**Description of the task:** Echo the part of the passage on Utah and Ether between "In a July interview" and "by prison officials.", inclusive.

**Selected extract:**
From 2011 to 2016, Utah and Ether had left graffiti on trains and walls in more than 30 countries in Africa, Europe and Asia. In April 2016, Utah and Ether flew in to Melbourne from the United Arab Emirates, and within days began to create graffiti murals. On May 4, Ether, with an Australian graffiti artist going by Nokier, were seen putting graffiti stickers on shop fronts on Brunswick Street, Melbourne by a single father from Fitzroy, Victoria. The man asked them to stop, and filmed their actions with a mobile phone, which the pair then tried to take away from him. In the struggle, the phone pocket-dialed the man's sister, who called police. When police arrived, Ether was in a headlock, but Nokier got away. Ether was found with a knife, and charged with multiple counts related to the assault, vandalism of the Brunswick Street shops, and of trains in four Melbourne suburbs. On May 31, he was jailed for six months. Police had staked out Melbourne Airport for Utah and Nokier, who had checked in for a flight departing there on May 30, but the two instead flew from Brisbane to Hong Kong.

In a July interview about Ether's imprisonment, Utah said: "... neither of us is dependent on the other in any aspect of life, graffiti included. It’s really not the end of the world... You come out of jail and you get on with your life." Ether served his time in Port Phillip Prison. He was deported to the United States when released in 2017, with the expectation that he would be imprisoned for violating probation, but he was not arrested, and was instead again able to leave the country. In a magazine published through their website, he wrote that in prison he had made and sold shivs, and observed the killing of gangland figure Hizir Ferman by prison officials.

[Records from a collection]
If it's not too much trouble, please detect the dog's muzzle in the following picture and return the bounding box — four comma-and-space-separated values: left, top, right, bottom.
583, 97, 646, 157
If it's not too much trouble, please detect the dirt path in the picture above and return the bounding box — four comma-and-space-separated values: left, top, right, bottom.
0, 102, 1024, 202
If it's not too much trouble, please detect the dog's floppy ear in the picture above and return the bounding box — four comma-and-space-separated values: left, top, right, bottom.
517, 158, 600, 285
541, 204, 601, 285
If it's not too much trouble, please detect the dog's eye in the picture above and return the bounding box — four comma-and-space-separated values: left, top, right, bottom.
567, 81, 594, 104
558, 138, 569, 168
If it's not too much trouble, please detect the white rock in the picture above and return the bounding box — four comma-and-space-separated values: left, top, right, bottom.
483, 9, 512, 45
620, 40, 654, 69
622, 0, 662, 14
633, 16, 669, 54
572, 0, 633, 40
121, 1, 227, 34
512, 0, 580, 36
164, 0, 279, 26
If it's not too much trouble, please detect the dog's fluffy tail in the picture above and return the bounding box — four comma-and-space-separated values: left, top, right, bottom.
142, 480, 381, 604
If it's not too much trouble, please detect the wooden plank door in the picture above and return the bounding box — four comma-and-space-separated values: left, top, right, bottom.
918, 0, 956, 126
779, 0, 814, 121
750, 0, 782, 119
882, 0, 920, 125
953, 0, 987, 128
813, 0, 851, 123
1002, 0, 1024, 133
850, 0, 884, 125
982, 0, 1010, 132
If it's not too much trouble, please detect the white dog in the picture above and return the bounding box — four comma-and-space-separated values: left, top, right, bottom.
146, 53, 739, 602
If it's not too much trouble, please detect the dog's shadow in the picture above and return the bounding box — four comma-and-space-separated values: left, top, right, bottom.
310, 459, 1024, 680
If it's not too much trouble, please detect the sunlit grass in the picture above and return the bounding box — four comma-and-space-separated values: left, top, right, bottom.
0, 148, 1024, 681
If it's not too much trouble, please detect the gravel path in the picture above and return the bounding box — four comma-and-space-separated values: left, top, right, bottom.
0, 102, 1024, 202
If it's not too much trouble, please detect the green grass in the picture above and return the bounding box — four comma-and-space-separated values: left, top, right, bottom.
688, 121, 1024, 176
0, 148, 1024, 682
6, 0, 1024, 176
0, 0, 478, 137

**Task output:**
In a July interview about Ether's imprisonment, Utah said: "... neither of us is dependent on the other in any aspect of life, graffiti included. It’s really not the end of the world... You come out of jail and you get on with your life." Ether served his time in Port Phillip Prison. He was deported to the United States when released in 2017, with the expectation that he would be imprisoned for violating probation, but he was not arrested, and was instead again able to leave the country. In a magazine published through their website, he wrote that in prison he had made and sold shivs, and observed the killing of gangland figure Hizir Ferman by prison officials.